──────── Source information
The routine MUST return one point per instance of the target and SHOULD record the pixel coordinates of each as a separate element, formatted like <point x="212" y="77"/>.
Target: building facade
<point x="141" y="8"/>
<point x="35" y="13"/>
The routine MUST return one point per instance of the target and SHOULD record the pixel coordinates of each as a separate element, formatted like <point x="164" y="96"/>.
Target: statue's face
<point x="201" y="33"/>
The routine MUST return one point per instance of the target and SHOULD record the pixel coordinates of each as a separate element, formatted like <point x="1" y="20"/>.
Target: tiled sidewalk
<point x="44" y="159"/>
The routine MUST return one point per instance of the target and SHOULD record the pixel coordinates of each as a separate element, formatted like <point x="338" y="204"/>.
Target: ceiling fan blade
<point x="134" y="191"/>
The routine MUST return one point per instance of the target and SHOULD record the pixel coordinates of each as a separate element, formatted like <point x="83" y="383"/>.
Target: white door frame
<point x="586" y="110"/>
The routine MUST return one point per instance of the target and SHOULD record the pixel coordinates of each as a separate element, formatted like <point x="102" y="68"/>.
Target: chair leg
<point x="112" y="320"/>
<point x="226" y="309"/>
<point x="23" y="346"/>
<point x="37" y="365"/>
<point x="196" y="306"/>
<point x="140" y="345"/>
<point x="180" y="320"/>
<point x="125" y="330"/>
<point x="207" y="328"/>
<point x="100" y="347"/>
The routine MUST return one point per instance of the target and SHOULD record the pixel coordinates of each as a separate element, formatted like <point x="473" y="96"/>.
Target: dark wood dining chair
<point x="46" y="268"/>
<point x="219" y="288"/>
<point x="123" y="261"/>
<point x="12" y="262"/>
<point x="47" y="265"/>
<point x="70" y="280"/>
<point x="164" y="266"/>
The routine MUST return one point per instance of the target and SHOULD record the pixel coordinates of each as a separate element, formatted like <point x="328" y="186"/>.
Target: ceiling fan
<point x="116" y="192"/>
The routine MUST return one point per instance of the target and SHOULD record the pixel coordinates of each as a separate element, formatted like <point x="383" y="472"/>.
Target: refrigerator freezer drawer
────────────────
Description of the task
Return the entries in full. Do not alter them.

Answer
The routine MUST return one point per instance of the target and SHOULD record the pixel coordinates of each as a separate element, formatted like <point x="212" y="77"/>.
Target: building facade
<point x="141" y="8"/>
<point x="35" y="13"/>
The routine MUST return one point per instance of the target and SHOULD record the pixel coordinates of each as a separate element, formatted like <point x="164" y="96"/>.
Target: statue's face
<point x="201" y="33"/>
The routine MUST return one point per instance of the target and SHOULD record the pixel coordinates of each as a separate element, formatted like <point x="1" y="20"/>.
Target: tiled sidewalk
<point x="44" y="159"/>
The routine MUST return one point per instance of the target and SHOULD record the pixel coordinates of each as a separate element, formatted like <point x="338" y="204"/>.
Target: ceiling fan blade
<point x="134" y="191"/>
The routine MUST return one point per instance of the target and SHOULD record the pixel coordinates of each as a separate element, formatted like <point x="83" y="383"/>.
Target: white door frame
<point x="586" y="110"/>
The routine MUST return one point per instance of the target and SHOULD record the pixel coordinates of each as a separate element, formatted like <point x="102" y="68"/>.
Target: chair leg
<point x="112" y="320"/>
<point x="226" y="309"/>
<point x="23" y="346"/>
<point x="37" y="365"/>
<point x="196" y="306"/>
<point x="140" y="345"/>
<point x="180" y="320"/>
<point x="125" y="330"/>
<point x="207" y="328"/>
<point x="100" y="347"/>
The routine MUST return one point per instance of the target and SHOULD record the pixel coordinates of each as a separate element, formatted like <point x="473" y="96"/>.
Target: dark wood dining chair
<point x="46" y="268"/>
<point x="219" y="288"/>
<point x="123" y="261"/>
<point x="12" y="262"/>
<point x="47" y="265"/>
<point x="70" y="280"/>
<point x="164" y="266"/>
The routine MUST return one point per instance of the target and SHOULD record the pixel coordinates of each as a separate element, formatted like <point x="328" y="186"/>.
Target: ceiling fan
<point x="116" y="192"/>
The routine MUST return one point per instance of the target and SHOULD record the pixel coordinates of each as a separate element, formatted like <point x="383" y="472"/>.
Target: refrigerator freezer drawer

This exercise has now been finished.